He tenido encuentros y desencuentros con la religión católica, esa única religión que nos enseñaron como las tablas de multiplicar en nuestra sociedad. Una religión que ha propiciado una forma mexicana de ser donde la culpa ha sido el mejor aliado de la ausencia de responsabilidad. Tengo mucho que reprocharle a esta religión que desde niña marcó mi devenir; un reproche social, no un reproche afectivo. Si bien es cierto que no fue mi primera educación, los preceptos católicos estuvieron lacerando mi condición por casi diez años, los años de la primaria y la secundaria. No recuerdo bien a bien qué dice la Biblia, solo recuerdo que tenía que rezar todas las mañanas. No recuerdo la idolatría por los sacerdotes, pero sí recuerdo que íbamos a la iglesia todos los domingos. Lo paradójico es que en una crisis de adolescencia el primer lugar de refugio al que acudí fue la iglesia. Tenía una duda existencial que carcomía mi espíritu y decidí entrar a hablar con un sacerdote, no era mi intención confesarme pues hacía rato que no creía ni en el pecado ni en la culpa. Acudí ahí porque imaginaba la iglesia como un espacio de sabiduría. Tremenda decepción, el sacerdote solo se limitó a decir que estaba pecando por si quiera pensar que podrían gustarme las mujeres. Salí desconcertada. La primera vez que me atrevía a poner en palabras un sentimiento fidedigno frente a un extraño que la sociedad le otorga el don de sabio, resultó ser un fiasco. Pequé de ingenuidad. A partir de ese momento rompí toda relación con la iglesia católica, y me revelé a sus ritos. En general, me revelé a todos los ritos de las religiones a las que seguí por varios años en busca de una respuesta a la afección espiritual que sentía. Tiempo después asumí y acepte mi condición, mis preferencias, más por amor a mi misma, que como respuesta a lo social. La religión se esfumó hasta que empecé a trabajar las fronteras y la migracion. Me irritaba y me irrita la práctica asistencialista de ciertos religiosos que ven en los migrantes una forma de ganar adeptos, pero también reconozco en otros la extenuante labor de acompañarlos, de escucharlos e incluso de defenderlos. Ayer hablé con uno de ellos, ya no en la iglesia, sino en el auditorio, le pregunté otra de mis dudas existenciales: "cómo haces para no perder la fe con todo el dolor y sufrimiento que te rodea?".
-tratando de no volverme loco, me contestó.

INSTRUCCIONES DE LA TAREA =>
Responde estas preguntas sobre el texto acerca de la religión católica:
1. ¿Durante cuánto tiempo estuvieron los preceptos católicos lacerando la condición de quien escribe?
2. ¿Qué le dijo el sacerdote con quien habló en su crisis de adolescencia?
3. ¿Qué contestó el religioso cuando se le preguntó cómo hace para no perder la fe?
Responde basándote únicamente en el texto.

EXTRACTOS DEL MATERIAL =>
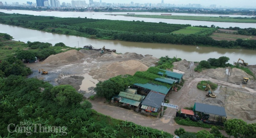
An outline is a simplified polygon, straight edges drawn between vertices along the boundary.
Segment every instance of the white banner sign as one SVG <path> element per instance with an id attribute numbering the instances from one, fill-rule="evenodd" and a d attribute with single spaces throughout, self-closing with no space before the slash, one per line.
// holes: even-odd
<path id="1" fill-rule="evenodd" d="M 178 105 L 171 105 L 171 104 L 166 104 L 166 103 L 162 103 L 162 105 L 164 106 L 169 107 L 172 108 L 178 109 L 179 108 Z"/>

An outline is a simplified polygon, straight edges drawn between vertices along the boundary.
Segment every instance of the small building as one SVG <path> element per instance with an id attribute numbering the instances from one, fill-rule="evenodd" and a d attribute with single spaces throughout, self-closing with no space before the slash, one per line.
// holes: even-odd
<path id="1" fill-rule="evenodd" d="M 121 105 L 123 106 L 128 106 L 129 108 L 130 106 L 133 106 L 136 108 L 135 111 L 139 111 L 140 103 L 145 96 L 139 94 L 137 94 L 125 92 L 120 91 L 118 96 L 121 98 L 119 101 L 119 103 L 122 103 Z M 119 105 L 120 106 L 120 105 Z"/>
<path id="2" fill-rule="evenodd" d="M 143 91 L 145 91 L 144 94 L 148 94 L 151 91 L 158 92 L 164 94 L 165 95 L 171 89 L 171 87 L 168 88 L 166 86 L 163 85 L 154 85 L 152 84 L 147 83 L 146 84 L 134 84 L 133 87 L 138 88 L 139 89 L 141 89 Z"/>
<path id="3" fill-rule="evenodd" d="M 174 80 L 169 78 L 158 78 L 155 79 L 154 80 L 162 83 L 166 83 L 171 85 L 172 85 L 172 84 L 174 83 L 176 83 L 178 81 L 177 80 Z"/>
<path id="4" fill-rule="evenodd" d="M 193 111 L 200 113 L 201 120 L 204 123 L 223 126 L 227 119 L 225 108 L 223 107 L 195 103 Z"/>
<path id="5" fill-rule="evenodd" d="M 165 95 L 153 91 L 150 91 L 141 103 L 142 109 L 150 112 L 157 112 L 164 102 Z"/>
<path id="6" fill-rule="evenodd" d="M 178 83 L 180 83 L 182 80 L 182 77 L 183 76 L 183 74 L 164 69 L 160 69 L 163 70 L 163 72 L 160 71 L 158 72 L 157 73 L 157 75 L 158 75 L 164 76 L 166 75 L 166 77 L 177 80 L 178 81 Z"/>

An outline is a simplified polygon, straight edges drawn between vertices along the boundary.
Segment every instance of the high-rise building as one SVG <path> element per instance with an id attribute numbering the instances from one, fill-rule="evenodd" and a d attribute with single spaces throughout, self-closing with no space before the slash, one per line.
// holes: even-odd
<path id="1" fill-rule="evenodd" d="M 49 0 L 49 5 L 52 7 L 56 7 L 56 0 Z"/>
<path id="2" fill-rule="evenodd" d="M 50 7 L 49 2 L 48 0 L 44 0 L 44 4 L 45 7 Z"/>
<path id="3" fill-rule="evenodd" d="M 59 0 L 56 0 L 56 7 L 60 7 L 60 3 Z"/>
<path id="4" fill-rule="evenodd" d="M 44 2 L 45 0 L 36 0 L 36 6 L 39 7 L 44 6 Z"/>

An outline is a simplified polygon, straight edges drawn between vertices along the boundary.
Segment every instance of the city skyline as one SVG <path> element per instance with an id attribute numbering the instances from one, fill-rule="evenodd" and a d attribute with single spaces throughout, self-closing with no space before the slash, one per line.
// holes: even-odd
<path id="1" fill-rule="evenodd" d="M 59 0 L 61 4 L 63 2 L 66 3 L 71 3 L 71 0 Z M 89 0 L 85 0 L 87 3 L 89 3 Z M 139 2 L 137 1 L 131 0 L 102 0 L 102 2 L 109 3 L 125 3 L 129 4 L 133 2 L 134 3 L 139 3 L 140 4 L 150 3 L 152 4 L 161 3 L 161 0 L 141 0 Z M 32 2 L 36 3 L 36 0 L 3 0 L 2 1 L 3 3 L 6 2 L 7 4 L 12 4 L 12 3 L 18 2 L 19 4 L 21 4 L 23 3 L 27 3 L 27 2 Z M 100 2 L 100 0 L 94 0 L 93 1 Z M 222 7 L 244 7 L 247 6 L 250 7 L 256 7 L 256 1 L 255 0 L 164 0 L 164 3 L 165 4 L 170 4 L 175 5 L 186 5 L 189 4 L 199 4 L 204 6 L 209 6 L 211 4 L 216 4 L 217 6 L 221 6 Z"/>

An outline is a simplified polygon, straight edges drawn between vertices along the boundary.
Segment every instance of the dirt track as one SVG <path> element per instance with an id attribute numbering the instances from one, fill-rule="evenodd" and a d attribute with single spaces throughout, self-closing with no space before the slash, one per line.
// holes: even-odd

RESULTADO DEL EJERCICIO =>
1. Casi diez años, los de la primaria y la secundaria.
2. Que estaba pecando por siquiera pensar que podrían gustarle las mujeres.
3. Que lo hace tratando de no volverse loco.